**Given task:** Could you print every one of the lines below word for word?

(Items drawn from a data source)
** Start **

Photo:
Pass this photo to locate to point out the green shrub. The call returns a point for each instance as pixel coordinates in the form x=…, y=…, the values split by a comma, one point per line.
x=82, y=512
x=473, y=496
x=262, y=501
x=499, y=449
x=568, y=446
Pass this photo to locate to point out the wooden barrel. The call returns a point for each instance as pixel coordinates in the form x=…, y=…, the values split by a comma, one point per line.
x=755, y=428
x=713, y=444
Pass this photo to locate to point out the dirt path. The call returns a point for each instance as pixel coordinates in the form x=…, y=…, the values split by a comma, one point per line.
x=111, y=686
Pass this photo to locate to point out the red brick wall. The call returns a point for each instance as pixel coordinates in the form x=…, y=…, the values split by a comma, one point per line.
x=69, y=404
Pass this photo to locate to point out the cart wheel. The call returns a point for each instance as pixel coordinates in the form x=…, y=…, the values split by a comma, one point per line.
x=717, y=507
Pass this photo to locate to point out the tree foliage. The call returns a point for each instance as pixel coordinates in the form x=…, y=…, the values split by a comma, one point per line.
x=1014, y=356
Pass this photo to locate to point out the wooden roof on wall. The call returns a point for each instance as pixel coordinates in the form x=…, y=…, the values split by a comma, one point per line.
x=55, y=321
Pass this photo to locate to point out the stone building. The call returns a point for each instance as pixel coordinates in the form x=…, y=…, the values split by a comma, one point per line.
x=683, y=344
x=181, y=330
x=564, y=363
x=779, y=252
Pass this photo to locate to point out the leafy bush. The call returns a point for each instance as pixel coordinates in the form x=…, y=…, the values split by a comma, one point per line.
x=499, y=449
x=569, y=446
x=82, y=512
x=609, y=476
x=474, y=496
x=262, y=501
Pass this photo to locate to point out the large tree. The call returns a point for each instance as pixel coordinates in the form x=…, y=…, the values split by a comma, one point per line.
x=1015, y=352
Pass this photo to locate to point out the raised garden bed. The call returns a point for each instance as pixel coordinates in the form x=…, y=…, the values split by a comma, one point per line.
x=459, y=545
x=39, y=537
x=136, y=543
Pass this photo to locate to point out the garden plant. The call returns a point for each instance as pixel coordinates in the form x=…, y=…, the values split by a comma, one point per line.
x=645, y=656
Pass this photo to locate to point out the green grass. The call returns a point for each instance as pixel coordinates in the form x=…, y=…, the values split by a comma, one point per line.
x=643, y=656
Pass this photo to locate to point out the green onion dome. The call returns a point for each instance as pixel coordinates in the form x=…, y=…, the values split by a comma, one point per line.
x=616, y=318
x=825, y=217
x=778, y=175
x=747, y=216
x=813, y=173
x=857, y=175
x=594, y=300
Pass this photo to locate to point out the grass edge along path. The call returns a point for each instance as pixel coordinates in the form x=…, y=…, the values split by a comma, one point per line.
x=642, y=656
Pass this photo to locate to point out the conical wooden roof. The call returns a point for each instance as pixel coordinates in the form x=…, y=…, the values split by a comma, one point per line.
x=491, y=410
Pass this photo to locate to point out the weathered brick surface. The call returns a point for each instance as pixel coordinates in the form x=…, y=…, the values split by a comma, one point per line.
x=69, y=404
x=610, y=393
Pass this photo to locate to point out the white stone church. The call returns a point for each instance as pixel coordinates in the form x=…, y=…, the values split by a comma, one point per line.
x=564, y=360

** End **

**Answer to this exercise:**
Photo:
Pass this photo to locate to point out the green shrub. The call returns a point for each instance as pixel coordinates in the form x=…, y=…, the values split by a comma, one point per line.
x=82, y=512
x=473, y=496
x=262, y=501
x=499, y=449
x=568, y=446
Pass this photo to locate to point out the wooden barrel. The call returns a point for each instance as pixel coordinates in the form x=…, y=…, the values split by a comma, one point per line.
x=755, y=428
x=713, y=444
Pass this photo to locate to point out the dirt path. The call returns a point for each instance as pixel coordinates in the form x=…, y=…, the values split by a comma, one point per line.
x=111, y=686
Pass this photo to locate to point out the red brick wall. The call returns a point for each instance as pixel coordinates in the form x=…, y=…, the values split by a comma, one point per line.
x=69, y=404
Pass this photo to locate to point out the cart wheel. The call returns a point for each instance as pixel coordinates in the form x=…, y=…, the values split by a comma, one point per line.
x=717, y=507
Pass this photo to locate to point out the tree foliage. The call returns a point for each instance as pixel coordinates in the form x=…, y=…, the values split by a comma, one point per line.
x=1014, y=356
Pass this photo to locate to point out the wooden roof on wall. The call returns a point for each instance as pixel coordinates in the form x=…, y=…, the values split by a comma, one point per line.
x=55, y=321
Pass this photo to locate to point out the stone building. The call returns a point for each instance as pixel coordinates in the form x=…, y=…, the values split by a comma, one point per line.
x=683, y=344
x=181, y=330
x=564, y=363
x=779, y=252
Pass this photo to locate to point out the leafy bush. The call returns a point for each instance as pixel coordinates in the form x=…, y=…, the values split by a comma, one point per line.
x=499, y=449
x=569, y=446
x=82, y=512
x=609, y=476
x=474, y=496
x=262, y=501
Pass this photo to locate to point out the large tree. The call returns a point for each instance as pixel coordinates in the form x=…, y=…, the values split by a comma, one point per line.
x=1015, y=352
Pass this photo to locate to point out the raised garden bed. The call returns a point for each instance as pixel coordinates in the form x=…, y=…, the values split by a comma, one point per line.
x=459, y=545
x=39, y=537
x=136, y=543
Pass this photo to locate to point out the garden plant. The call returns a point for each instance as pixel coordinates in the form x=…, y=…, the values split by a comma, one point per line.
x=645, y=656
Pass this photo to locate to point out the green grass. The call returns a point for each instance as pixel coordinates in the form x=…, y=…, the values split by a comma, one point per line.
x=643, y=656
Pass this photo to locate to point out the green onion dome. The call returns a point for each instance as pixel coordinates in the form x=…, y=…, the values split by a comma, one point per line.
x=616, y=318
x=825, y=217
x=778, y=175
x=747, y=216
x=813, y=173
x=857, y=175
x=594, y=300
Pass this photo to locate to point out the grass edge along path. The call returns a point for each instance as pixel coordinates in the form x=…, y=…, the values split by a comma, one point per line.
x=642, y=656
Pass this photo to locate to point out the conical wooden roof. The call returns a point for each instance as pixel coordinates in the form x=…, y=…, the values split by a comma, one point per line.
x=491, y=410
Pass this photo to locate to point out the weathered brick surface. The call returns a point for each instance as pixel coordinates in the form x=…, y=…, the values split by a comma, one point per line.
x=69, y=404
x=610, y=393
Pass this photo to locate to point out the white stone church. The call returns a point for each instance as pixel coordinates in the form x=…, y=…, the values split by a comma, one point per line.
x=564, y=360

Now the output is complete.